**WORK TO COMPLETE**
The answer must be an exact copy of all the data below.

[Opening DATA SECTION section]

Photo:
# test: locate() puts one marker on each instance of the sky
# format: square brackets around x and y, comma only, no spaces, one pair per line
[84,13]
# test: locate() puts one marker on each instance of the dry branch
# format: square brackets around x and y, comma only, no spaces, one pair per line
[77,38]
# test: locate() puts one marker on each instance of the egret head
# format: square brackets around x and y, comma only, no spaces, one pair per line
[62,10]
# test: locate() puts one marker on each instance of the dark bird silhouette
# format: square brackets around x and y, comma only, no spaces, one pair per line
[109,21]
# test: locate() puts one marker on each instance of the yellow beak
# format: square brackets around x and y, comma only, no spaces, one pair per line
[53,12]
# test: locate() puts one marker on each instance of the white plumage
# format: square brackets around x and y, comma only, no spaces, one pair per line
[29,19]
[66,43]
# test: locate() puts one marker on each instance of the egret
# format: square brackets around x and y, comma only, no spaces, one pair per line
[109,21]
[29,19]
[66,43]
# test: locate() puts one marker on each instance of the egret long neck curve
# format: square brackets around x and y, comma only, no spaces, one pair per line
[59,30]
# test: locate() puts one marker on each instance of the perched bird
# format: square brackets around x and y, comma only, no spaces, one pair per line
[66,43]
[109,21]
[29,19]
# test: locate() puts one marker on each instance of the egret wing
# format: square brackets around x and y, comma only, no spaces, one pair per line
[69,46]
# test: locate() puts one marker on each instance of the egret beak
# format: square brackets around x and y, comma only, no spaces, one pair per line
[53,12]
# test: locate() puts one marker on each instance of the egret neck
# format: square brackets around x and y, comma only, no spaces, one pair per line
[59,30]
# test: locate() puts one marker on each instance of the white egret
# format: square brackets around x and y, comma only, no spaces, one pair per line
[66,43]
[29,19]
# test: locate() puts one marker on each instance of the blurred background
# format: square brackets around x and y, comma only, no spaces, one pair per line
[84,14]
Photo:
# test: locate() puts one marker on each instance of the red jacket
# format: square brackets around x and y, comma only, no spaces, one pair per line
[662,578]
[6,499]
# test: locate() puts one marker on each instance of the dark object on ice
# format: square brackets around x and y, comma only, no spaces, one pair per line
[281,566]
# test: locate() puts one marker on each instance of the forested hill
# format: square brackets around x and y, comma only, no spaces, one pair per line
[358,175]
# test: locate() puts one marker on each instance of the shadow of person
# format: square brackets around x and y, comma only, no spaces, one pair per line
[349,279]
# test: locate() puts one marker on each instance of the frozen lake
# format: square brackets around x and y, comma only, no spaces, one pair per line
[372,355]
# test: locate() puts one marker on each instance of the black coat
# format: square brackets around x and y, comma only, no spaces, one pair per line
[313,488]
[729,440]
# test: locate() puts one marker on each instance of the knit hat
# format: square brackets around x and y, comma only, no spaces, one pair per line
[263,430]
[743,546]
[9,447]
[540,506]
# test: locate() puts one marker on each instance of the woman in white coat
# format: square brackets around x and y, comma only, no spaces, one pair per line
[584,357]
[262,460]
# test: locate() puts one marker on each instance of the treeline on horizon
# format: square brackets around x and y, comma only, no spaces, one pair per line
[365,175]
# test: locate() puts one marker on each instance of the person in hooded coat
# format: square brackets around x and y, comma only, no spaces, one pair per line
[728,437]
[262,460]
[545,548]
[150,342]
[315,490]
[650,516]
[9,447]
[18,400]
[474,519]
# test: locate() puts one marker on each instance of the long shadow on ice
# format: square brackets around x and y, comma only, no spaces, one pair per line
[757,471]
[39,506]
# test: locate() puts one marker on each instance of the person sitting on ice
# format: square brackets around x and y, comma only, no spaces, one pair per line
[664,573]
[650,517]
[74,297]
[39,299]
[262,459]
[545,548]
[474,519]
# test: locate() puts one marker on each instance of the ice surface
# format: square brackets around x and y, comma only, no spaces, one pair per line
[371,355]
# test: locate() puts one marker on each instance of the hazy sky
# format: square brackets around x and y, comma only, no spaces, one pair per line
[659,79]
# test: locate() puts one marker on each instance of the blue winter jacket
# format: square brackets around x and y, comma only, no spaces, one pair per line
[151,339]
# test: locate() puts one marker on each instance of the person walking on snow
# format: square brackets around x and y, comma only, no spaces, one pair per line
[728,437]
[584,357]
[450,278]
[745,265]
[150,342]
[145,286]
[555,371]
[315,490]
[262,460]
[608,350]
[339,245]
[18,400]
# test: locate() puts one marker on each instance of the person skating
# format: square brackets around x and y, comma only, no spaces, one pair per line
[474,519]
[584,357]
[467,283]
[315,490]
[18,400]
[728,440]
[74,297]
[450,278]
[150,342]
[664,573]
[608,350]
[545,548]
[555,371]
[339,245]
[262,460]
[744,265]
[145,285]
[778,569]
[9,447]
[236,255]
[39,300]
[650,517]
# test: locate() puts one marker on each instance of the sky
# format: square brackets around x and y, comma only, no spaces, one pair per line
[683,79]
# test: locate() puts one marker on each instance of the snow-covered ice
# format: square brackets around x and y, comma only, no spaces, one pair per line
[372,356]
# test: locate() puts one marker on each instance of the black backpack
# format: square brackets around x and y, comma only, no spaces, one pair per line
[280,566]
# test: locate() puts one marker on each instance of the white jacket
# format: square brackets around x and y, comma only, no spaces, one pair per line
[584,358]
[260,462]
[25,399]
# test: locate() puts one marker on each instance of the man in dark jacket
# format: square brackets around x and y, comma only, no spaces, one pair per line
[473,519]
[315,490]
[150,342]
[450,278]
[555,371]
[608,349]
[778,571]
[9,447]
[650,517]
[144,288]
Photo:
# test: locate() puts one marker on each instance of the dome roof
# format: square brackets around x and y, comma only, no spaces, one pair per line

[Closing DATA SECTION section]

**ANSWER FOR THE TASK**
Photo:
# test: locate() puts one marker on each instance of the sky
# format: square brackets around x and y, comma only, no spaces, one pair per line
[84,13]
# test: locate() puts one marker on each instance of the dry branch
# format: square brackets around x and y, comma only, no spaces, one pair per line
[77,38]
# test: locate() puts one marker on each instance of the egret head
# format: square brackets around x and y, comma only, no spaces, one pair per line
[62,10]
# test: locate() puts one marker on each instance of the dark bird silhouette
# format: square brackets around x and y, comma only, no spaces, one pair per line
[109,21]
# test: locate() puts one marker on each instance of the yellow beak
# format: square brackets around x and y, comma only, no spaces, one pair per line
[53,12]
# test: locate() puts one marker on each instance of the white plumage
# format: square brackets around x and y, comma only, no spaces, one pair per line
[29,19]
[66,43]
# test: locate() puts one marker on each instance of the egret
# format: square brackets around x and y, comma only, no spaces, one pair per line
[109,21]
[29,19]
[66,43]
# test: locate() puts one marker on each instance of the egret long neck curve
# format: square brackets around x and y, comma only, no spaces, one pair per line
[59,30]
# test: locate() puts one marker on each instance of the perched bird
# format: square brackets around x and y, comma only, no spaces, one pair per line
[66,43]
[109,21]
[29,19]
# test: locate() puts one marker on each instance of the egret wing
# format: square brackets around x and y, comma only, no spaces, one pair per line
[69,46]
# test: locate() puts one marker on each instance of the egret beak
# format: square brackets around x and y, comma only, no spaces, one pair per line
[53,12]
# test: locate() puts one marker on each instance of the egret neck
# format: square brackets around x and y, comma only, no spaces, one pair per line
[59,30]
# test: locate() puts one marker on each instance of the white egret
# format: square brackets around x and y, comma only, no spaces, one pair per line
[66,43]
[29,19]
# test: locate() puts one marker on each instance of the blurred background
# format: square brackets around x and y, comma only, no spaces, one pair per line
[84,14]
Photo:
# test: locate() puts one marker on each instance of the red jacket
# format: square brackets around x and y, comma only, no spaces, one pair per line
[662,578]
[6,499]
# test: locate() puts one marker on each instance of the dark object on ice
# format: square brackets around x and y, comma only, no spaces, one pair per line
[281,566]
# test: locate() puts one marker on each instance of the forested hill
# format: square brackets around x and y, comma only, no spaces, one pair per line
[358,175]
# test: locate() puts one marker on each instance of the shadow of person
# format: square brackets around x and y, comma only, no spaces, one pair per line
[349,279]
# test: locate() puts one marker on each instance of the frozen lake
# format: square brackets around x and y, comma only, no spaces, one pair per line
[372,355]
# test: locate() puts one marker on each instance of the black coat
# format: square brackets around x and y, comma only, no spaces, one pair per line
[313,488]
[729,440]
# test: locate() puts one marker on each instance of the knit hat
# format: square brackets around x and y, comma only, no spaces, one pair per line
[263,430]
[743,546]
[9,447]
[540,506]
# test: locate() puts one marker on each instance of the woman in white coat
# format: square brackets around x and y, comma only, no spaces, one pair per line
[584,357]
[262,460]
# test: locate() puts one marker on each instance of the treeline on horizon
# format: square brackets around x and y, comma only, no spaces, one pair per line
[365,175]
# test: locate() puts one marker on each instance of the person in hooded coat
# format: square brackets around x and y, comma only, no spaces, one pair per line
[728,437]
[262,460]
[545,548]
[150,342]
[315,490]
[650,516]
[9,447]
[18,400]
[474,519]
# test: locate() puts one marker on each instance of the long shadow on ice
# format: square brackets around x and y, comma only, no spaces, one pair per line
[757,471]
[39,506]
# test: locate() puts one marker on each instance of the person sitting on ice
# format: square brackets around x and y, comma only, no spaces, one pair per line
[664,573]
[650,517]
[74,297]
[39,299]
[262,459]
[545,548]
[474,519]
# test: locate() puts one marker on each instance of the ice surface
# format: square brackets around x and y, comma only, no spaces, one pair per line
[371,355]
# test: locate() puts one marker on each instance of the hazy sky
# format: square brackets around x and y, comma only, no spaces, one pair per line
[659,79]
# test: locate() puts one marker on each instance of the blue winter jacket
# format: square brackets around x and y, comma only, no spaces, one pair per line
[151,339]
# test: locate() puts one marker on each instance of the person walking on snow
# format: square brackets around x and y, comma only, no spaces, one pair per line
[728,437]
[584,357]
[450,278]
[745,265]
[150,342]
[145,286]
[555,371]
[315,490]
[262,460]
[608,350]
[339,245]
[18,400]
# test: locate() puts one marker on each instance of the person skating
# format: square brackets around x and y, comma only, no spaces, one pair per line
[474,519]
[584,357]
[467,283]
[315,490]
[18,400]
[728,440]
[74,297]
[450,278]
[150,342]
[664,573]
[608,350]
[545,548]
[555,371]
[339,245]
[262,460]
[744,265]
[145,285]
[778,569]
[9,447]
[236,255]
[39,300]
[650,517]
# test: locate() puts one marker on each instance of the sky
# format: square brackets around x and y, comma only, no spaces, one pair per line
[683,79]
# test: locate() puts one marker on each instance of the snow-covered ice
# format: square brackets around x and y, comma only, no spaces, one pair per line
[372,356]
# test: locate() puts one marker on each instance of the black backpack
# format: square brackets around x and y, comma only, no spaces, one pair per line
[280,566]
# test: locate() puts one marker on each instance of the white jacket
# format: square brackets around x and y, comma only, no spaces, one pair per line
[584,358]
[260,462]
[25,399]
# test: locate() puts one marker on each instance of the man in dark jacket
# format: square brackets around x and y, comma only, no spaces, one pair per line
[473,519]
[315,490]
[150,342]
[450,278]
[555,371]
[608,349]
[778,571]
[9,447]
[650,517]
[144,288]
Photo:
# test: locate() puts one marker on each instance of the dome roof
# format: square brackets around x and y, comma only, no spaces, one pair per line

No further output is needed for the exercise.